Instruction: Continue the workshop notes on building a grid, starting right after their last line.

How to Build a Grid

SURA Cyberinfrastructure Workshop: Grid Application Planning & Implementation

January 5 – 7, 2005, Georgia State University

Notes from breakout sessions on: How to Build a Grid/Different Grid Technologies (January 7, a.m.)

Facilitated by: Phil Emer, MCNC

Scribe: Mary Trauner, Georgia Institute of Technology

A number of key questions were posed throughout the breakout session. The following notes are organized by question coupled with the discussion that took place for each.

A grid can be considered as an access method or platform.

1) What are considered reasonable platforms for compute and storage?

· Anything with a power supply?

· Anything in a controlled environment?

· Anything in a controlled lab?

· State-wide resources

Phil stated that at MCNC, the decision was:

· Not a desktop

· Something in a controlled environment

· Something that peers across universities had built in a consistent manner.

Amy Apon (U of Arkansas) worked with students to build an X-Grid (Apple) that included some Linux systems. This led to a course on building grids and tools for the grids.

2) Is anyone considering grids as a way to harness unused cycles and/or to avoid a [HPC] purchase?

One person has done so with Avaki; they are currently looking at United Devices. The Avaki grid has paid off.

· Now Avaki software is basically free to universities

· Support for it is [the fee for support] is reasonable.

3) What middleware is reasonable?

4) What manpower is needed?

5) Should grids support heterogeneity?

If you support multiple sites, campuses, virtual organizations, it [heterogeneity] will happen. For example, MCNC supports a grid comprised of:

· Duke: Linux with Sun Grid Engine and Ethernet

· NC State: A Sun SMP with Grid Engine

· UNC: Linux with Myrnet and LSF

6) Does Globus work in a heterogeneous environment?

One site has implemented this at GT2. There is uncertainty and concern about the next version since it uses web services. Some in the group were uncertain if this was a step forward.

NMI provided a stable stack. Now there is a bifurcation of those building infrastructures from those at virtual organizations based on the application interfaces. Where do those interfaces tie in? At this stage, end users present an application to their infrastructure people for a grid solution.

7) Who has built a grid?

Jorg Schwarz (Sun) responded from two perspectives:

Within an institution, you just need:

· Resource manager

· Directory structure (LDAP, Punch, etc.)

· Accounting

Across universities, add:

· GT2

· A portal

· A command line interface

8) Is a grid an HPC solution or a network piece?

Dataset excerpt:
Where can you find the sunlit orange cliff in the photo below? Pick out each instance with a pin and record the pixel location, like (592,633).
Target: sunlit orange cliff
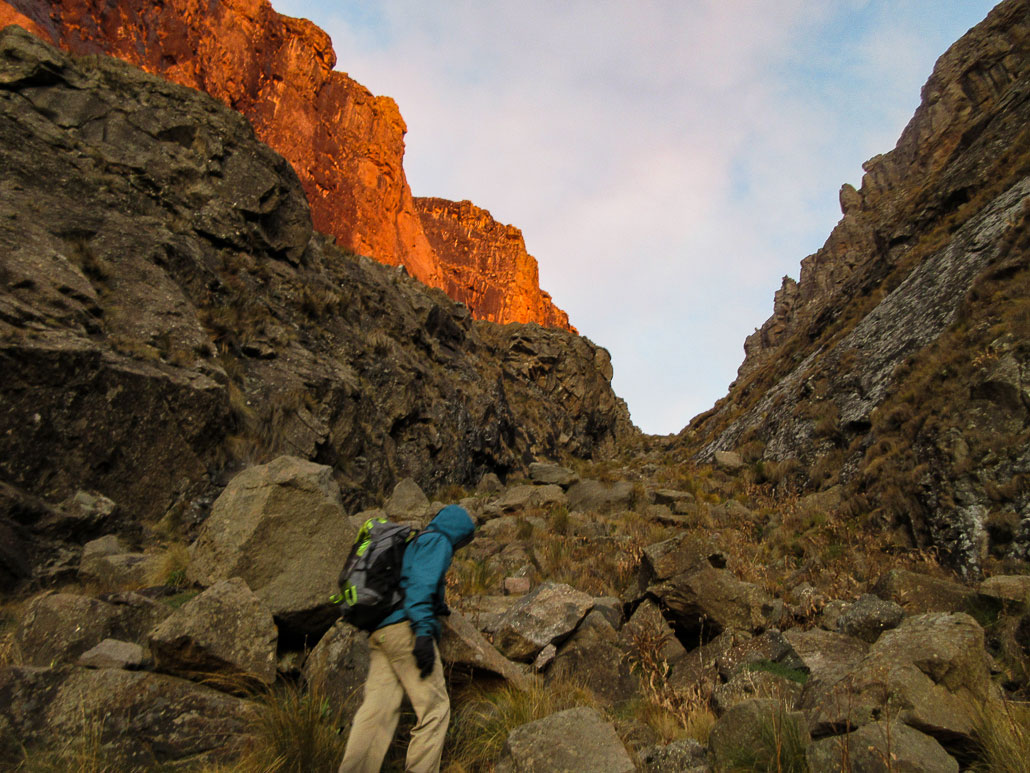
(345,143)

Answer:
Several responded that they considered it as HPC. One person commented that he considered it HPC because it appeared to be an outgrowth from the NSF centers on how to do research.

We discussed the terms Grid versus grid (big versus little “g”.) What must a network provider provide for a grid beyond what an ISP might provide?

· Earlier availability

· Something only a university will consume

· A grid gateway

· Beyond bandwidth

o Network to compute

o An access tier to resources

Application specific grids tend to want a portal (veneer) whereas general grid users tend to prefer lower level access like command line interfaces.

This launched into a discussion of “point of view”. Utility and presentation become important based on point of view when deciding access methods.

An exampled posed was a backup service. This still leverages middleware, but the use of a backup service is more “grid” than “Grid”.

9) How does one build a grid file system or data grid while immersed in an AFS solution?

10) How long does it take to build a grid?

This depends on how many pieces you need. (Kerberos, AFS, etc.?) You must start with:

· Authentication

· Data access

· Local load sharing environment

This led to the question “Is a grid a cluster or vice versa?”

Authentication, data access, and load sharing help answer this. Whether your users are from a single administrative domain or multiple domains is also part of the answer.

Certificate authorities were discussed. Multiple CA’s within a grid (aka different policies for each compute resource) is problematic. MCNC got around this [campus access/use policies] by purchasing the equipment that was placed at each university, thus providing unified policies, authentication, etc.

11) What should I do in a closed environment with multiple OS platforms, where the applications have dependencies on certain libraries?

What middleware and DRM [Distributed Resource Manager] will you use? DRM options include

· Condor G

· PBS

· Grid Engine

· LSF

· Maui

· Load Leveler

The DRM provides:

· Execution-host clients to monitor loads (memory, CPU, etc.)

· Submit-host/master client to collect execution-host information, build queues

· Does not allow interactive access to execution nodes (interactive nodes are generally provided separately.)

Note that Globus does not provide a DRM. GRAM is the Globus Toolkit interface between Globus and the DRM.

Another thing to note is that GridFTP is not needed in a local environment; AFS [,scp] or other would be used instead.

And scheduling across clusters is not handled by Globus out of the box. Meta-schedulers can be built to handle this. It usually requires some building or scripting. Grid Engine (Sun) will do this.

12) Are there some good grid terminology resources?

Several mentioned the IBM Redbook as a good source [title and/or ISBN?]

13) What layers do you need to connect clusters into a grid?

First, you need to identify an initial exercising application. So this question is hard to completely answer without knowing the application.

Jorg (Sun) disagreed, saying an authentication platform that could verify user info was enough to do a general-purpose grid. He proposed the following diagram.

LDRM: Local resource manager

A or B: SMP system, cluster, set of clusters, particular applications, etc.

(Phil noted that this is a compute-centric grid. A data grid may be different.)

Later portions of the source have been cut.